(A data block)
::::
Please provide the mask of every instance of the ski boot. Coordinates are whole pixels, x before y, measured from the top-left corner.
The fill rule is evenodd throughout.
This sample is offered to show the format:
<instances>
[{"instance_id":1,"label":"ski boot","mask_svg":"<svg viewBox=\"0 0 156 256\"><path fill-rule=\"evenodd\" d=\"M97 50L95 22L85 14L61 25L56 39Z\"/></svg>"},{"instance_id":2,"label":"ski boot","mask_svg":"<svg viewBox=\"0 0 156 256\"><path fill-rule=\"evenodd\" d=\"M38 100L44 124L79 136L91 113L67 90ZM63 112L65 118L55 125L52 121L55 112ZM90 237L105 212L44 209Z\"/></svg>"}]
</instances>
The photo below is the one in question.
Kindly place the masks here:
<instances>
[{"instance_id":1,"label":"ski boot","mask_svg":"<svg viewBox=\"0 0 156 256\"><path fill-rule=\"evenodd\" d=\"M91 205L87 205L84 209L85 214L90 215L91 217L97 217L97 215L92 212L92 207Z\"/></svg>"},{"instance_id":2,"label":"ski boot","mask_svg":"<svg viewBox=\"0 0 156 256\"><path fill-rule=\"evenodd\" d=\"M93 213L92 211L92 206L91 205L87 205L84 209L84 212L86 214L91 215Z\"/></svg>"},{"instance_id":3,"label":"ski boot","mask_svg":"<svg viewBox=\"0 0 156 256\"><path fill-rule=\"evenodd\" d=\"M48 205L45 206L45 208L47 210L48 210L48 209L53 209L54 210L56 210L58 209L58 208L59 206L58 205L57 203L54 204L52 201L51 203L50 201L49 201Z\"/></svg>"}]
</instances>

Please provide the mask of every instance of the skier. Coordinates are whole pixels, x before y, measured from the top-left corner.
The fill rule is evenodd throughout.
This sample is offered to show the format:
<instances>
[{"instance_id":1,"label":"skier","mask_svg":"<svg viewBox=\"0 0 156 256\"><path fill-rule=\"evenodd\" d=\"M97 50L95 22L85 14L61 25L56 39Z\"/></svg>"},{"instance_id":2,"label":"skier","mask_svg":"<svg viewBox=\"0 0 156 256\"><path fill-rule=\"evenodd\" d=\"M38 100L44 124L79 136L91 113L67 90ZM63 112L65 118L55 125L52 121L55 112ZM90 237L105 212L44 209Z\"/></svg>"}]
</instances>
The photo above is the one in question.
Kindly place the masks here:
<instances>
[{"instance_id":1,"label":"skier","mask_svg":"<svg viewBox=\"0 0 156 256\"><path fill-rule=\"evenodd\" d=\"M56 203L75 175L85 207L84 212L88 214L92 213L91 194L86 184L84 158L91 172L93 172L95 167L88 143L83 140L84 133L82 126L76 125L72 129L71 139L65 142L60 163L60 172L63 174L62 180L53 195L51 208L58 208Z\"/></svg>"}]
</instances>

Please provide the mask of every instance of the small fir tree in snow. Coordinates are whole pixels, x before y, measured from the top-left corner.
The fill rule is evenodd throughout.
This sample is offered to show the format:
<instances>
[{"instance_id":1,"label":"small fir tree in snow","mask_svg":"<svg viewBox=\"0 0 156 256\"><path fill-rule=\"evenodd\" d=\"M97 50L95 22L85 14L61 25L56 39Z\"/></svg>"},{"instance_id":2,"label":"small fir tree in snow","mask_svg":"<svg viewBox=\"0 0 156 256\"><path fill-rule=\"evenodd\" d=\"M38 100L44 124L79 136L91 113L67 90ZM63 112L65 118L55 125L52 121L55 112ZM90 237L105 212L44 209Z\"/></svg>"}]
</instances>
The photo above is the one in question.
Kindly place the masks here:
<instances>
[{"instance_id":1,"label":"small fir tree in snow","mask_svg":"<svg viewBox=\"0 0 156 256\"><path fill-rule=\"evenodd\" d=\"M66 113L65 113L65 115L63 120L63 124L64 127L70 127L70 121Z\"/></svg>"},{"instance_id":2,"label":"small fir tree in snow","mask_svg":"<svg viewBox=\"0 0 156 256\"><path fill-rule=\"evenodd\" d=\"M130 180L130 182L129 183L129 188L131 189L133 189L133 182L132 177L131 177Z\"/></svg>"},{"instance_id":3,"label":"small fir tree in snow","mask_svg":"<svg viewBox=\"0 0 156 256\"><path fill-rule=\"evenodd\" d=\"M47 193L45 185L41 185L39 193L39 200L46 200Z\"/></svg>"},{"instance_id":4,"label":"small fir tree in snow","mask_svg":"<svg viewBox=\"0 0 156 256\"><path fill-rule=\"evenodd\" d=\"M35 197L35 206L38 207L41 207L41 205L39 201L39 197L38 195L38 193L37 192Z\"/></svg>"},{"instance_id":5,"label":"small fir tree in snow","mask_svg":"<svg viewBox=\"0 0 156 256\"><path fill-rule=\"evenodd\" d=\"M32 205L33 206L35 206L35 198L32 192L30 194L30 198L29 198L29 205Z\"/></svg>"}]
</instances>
::::
Stated exercise:
Transcribe these lines exactly, from the first to the last.

Written solution:
Please provide the mask of every instance of the ski boot. Coordinates are whole pixels, x before y, measured from the top-left corner.
The fill rule is evenodd throughout.
This sample is offered to show the format:
<instances>
[{"instance_id":1,"label":"ski boot","mask_svg":"<svg viewBox=\"0 0 156 256\"><path fill-rule=\"evenodd\" d=\"M97 50L95 22L85 14L61 25L56 39Z\"/></svg>"},{"instance_id":2,"label":"ski boot","mask_svg":"<svg viewBox=\"0 0 156 256\"><path fill-rule=\"evenodd\" d=\"M38 100L44 124L79 136L91 113L67 90ZM63 112L65 118L55 125L52 121L55 112ZM90 237L105 212L44 209Z\"/></svg>"}]
</instances>
The photo below is the one in question.
Kindly place the masks here:
<instances>
[{"instance_id":1,"label":"ski boot","mask_svg":"<svg viewBox=\"0 0 156 256\"><path fill-rule=\"evenodd\" d=\"M91 205L87 205L84 209L85 214L90 215L91 217L97 217L97 215L92 212L92 207Z\"/></svg>"},{"instance_id":2,"label":"ski boot","mask_svg":"<svg viewBox=\"0 0 156 256\"><path fill-rule=\"evenodd\" d=\"M93 213L92 211L92 206L91 205L87 205L84 209L84 212L86 214L91 215Z\"/></svg>"},{"instance_id":3,"label":"ski boot","mask_svg":"<svg viewBox=\"0 0 156 256\"><path fill-rule=\"evenodd\" d=\"M48 205L45 206L45 208L47 210L48 210L48 209L53 209L54 210L56 210L58 209L58 208L59 206L58 205L57 203L54 204L52 201L51 203L50 201L49 201Z\"/></svg>"}]
</instances>

Please provide the mask of every instance of the skier. Coordinates are whole pixels, x before y, measured from the top-left corner.
The fill rule is evenodd throughout.
This sample is offered to show the format:
<instances>
[{"instance_id":1,"label":"skier","mask_svg":"<svg viewBox=\"0 0 156 256\"><path fill-rule=\"evenodd\" d=\"M97 50L95 22L85 14L61 25L56 39Z\"/></svg>"},{"instance_id":2,"label":"skier","mask_svg":"<svg viewBox=\"0 0 156 256\"><path fill-rule=\"evenodd\" d=\"M38 100L44 124L79 136L91 113L67 90ZM63 112L65 118L55 125L52 121L55 112ZM90 237L105 212L44 209Z\"/></svg>"}]
</instances>
The photo above is the one in question.
Kindly place the masks here:
<instances>
[{"instance_id":1,"label":"skier","mask_svg":"<svg viewBox=\"0 0 156 256\"><path fill-rule=\"evenodd\" d=\"M56 203L75 175L85 207L84 212L88 214L92 213L91 194L86 184L84 158L91 172L93 172L95 167L88 143L83 140L84 133L82 126L76 125L72 129L71 139L65 142L60 163L60 172L63 174L62 180L53 195L51 208L58 208Z\"/></svg>"}]
</instances>

Please provide the mask of every instance of the small fir tree in snow. Coordinates are whole pixels, x before y, measured from the top-left corner.
The fill rule is evenodd throughout.
This sample is offered to show the format:
<instances>
[{"instance_id":1,"label":"small fir tree in snow","mask_svg":"<svg viewBox=\"0 0 156 256\"><path fill-rule=\"evenodd\" d=\"M97 50L95 22L85 14L61 25L56 39Z\"/></svg>"},{"instance_id":2,"label":"small fir tree in snow","mask_svg":"<svg viewBox=\"0 0 156 256\"><path fill-rule=\"evenodd\" d=\"M38 100L44 124L79 136L91 113L67 90ZM63 112L65 118L55 125L52 121L55 112ZM90 237L105 212L44 209Z\"/></svg>"}]
</instances>
The photo above is the one in question.
Kindly place the masks here:
<instances>
[{"instance_id":1,"label":"small fir tree in snow","mask_svg":"<svg viewBox=\"0 0 156 256\"><path fill-rule=\"evenodd\" d=\"M66 113L65 113L65 115L63 120L63 124L64 127L70 127L70 121Z\"/></svg>"},{"instance_id":2,"label":"small fir tree in snow","mask_svg":"<svg viewBox=\"0 0 156 256\"><path fill-rule=\"evenodd\" d=\"M130 180L130 182L129 183L129 188L131 189L133 189L133 182L132 177L131 177Z\"/></svg>"},{"instance_id":3,"label":"small fir tree in snow","mask_svg":"<svg viewBox=\"0 0 156 256\"><path fill-rule=\"evenodd\" d=\"M47 193L45 185L41 185L39 193L39 200L46 200Z\"/></svg>"},{"instance_id":4,"label":"small fir tree in snow","mask_svg":"<svg viewBox=\"0 0 156 256\"><path fill-rule=\"evenodd\" d=\"M35 197L35 206L38 207L41 207L41 205L39 201L39 197L38 195L38 193L37 192Z\"/></svg>"},{"instance_id":5,"label":"small fir tree in snow","mask_svg":"<svg viewBox=\"0 0 156 256\"><path fill-rule=\"evenodd\" d=\"M32 205L33 206L35 206L35 198L32 192L30 194L30 198L29 198L29 205Z\"/></svg>"}]
</instances>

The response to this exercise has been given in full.